From the first entry to the last, copy each one exactly.

- Information:

◇ ◇ ◇ ◇

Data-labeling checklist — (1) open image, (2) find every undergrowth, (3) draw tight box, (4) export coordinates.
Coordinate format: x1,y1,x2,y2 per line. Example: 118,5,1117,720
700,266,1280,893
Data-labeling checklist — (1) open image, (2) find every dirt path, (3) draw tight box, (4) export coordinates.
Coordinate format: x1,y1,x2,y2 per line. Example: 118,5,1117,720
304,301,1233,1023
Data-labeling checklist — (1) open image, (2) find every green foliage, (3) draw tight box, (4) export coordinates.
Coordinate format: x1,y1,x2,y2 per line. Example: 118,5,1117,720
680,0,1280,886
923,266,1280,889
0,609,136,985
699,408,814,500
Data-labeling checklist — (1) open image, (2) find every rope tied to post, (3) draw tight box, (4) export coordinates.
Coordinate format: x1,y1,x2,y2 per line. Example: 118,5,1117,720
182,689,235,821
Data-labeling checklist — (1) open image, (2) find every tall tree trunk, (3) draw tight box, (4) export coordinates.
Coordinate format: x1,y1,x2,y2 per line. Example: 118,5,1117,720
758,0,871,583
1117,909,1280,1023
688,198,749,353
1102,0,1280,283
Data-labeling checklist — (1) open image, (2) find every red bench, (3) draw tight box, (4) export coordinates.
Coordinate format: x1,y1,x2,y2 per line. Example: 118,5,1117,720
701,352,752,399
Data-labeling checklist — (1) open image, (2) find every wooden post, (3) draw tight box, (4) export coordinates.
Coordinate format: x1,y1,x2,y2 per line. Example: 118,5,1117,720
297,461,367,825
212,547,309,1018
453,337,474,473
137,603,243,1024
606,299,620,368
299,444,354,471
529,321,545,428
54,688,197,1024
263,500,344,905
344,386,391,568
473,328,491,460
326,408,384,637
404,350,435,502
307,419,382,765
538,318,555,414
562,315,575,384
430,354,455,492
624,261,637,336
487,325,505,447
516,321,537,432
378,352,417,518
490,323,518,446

◇ ◇ ◇ ◇

- Response to the exercise:
Data-labeling checklist — (1) open image, (2) find every undergrowth, (3) draw tight box, (4) export coordinates.
Coordinate format: x1,y1,x2,y2 per line. Example: 118,5,1117,720
700,266,1280,893
Data-labeling checklist — (1) open image, (2) find every dirt path, (3) draw tight box, (4) export coordinates.
Coordinate format: x1,y1,x2,y2 per line. Example: 118,5,1117,720
304,301,1233,1023
Data-labeling checklist — (1) open image, (2) find every green foliage, (3) draw tight box, (4) export coordinates.
Coordinate format: x1,y1,x2,y2 per line. Example: 118,5,1117,720
680,0,1280,886
923,266,1280,889
0,609,136,985
699,408,814,500
Data-labeling checklist — (1) open image, (2) find every rope tied to post, (3) draw tight box, (4) export coordinates.
Coordinate format: x1,y1,x2,y2 per line. Example: 118,5,1117,720
182,689,235,821
Data-labeling checklist — (1) open image, (2) find every tall tree trunk, (3) draw tight box, (4) export coordinates.
Coordinate format: x1,y1,x2,y2 per line. Example: 118,5,1117,720
758,0,871,583
1117,909,1280,1023
688,198,749,353
1102,0,1280,283
Data-labeling checklist — (1) open image, (2) find every red bench, (3) draw tight box, (4) export coordinates.
Coordinate format: x1,y1,x2,y2 per line. Example: 118,5,1117,720
701,352,752,399
Data-labeling checklist — (1) open image, (2) find every wooden post, (3) draw tight box, (4) export coordinates.
Coordinate format: x1,y1,x2,y2 per line. Example: 118,5,1117,720
297,461,367,825
212,547,309,1018
453,337,474,473
137,603,243,1024
606,299,620,368
299,444,354,471
529,321,545,428
54,688,197,1024
263,500,344,905
344,386,391,568
473,328,491,460
326,408,384,637
404,350,435,502
307,419,382,765
538,318,555,414
562,315,575,384
430,354,455,492
624,261,637,336
487,325,505,447
516,321,537,432
378,352,417,518
490,323,518,446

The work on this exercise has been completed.